Convert the items below into a JSON list of strings, with one string per line and no entries for blank lines.
[Start of EXERCISE INPUT]
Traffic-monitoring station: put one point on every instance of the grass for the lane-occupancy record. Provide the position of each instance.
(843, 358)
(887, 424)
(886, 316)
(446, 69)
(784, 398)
[End of EXERCISE INPUT]
▶ _SOLUTION TO THIS TASK_:
[
  "Traffic-monitoring station: put one point on every instance of the grass for the lane-occupancy record. Provide the position of each instance.",
  "(843, 358)",
  "(887, 424)",
  "(886, 316)",
  "(446, 69)",
  "(784, 398)"
]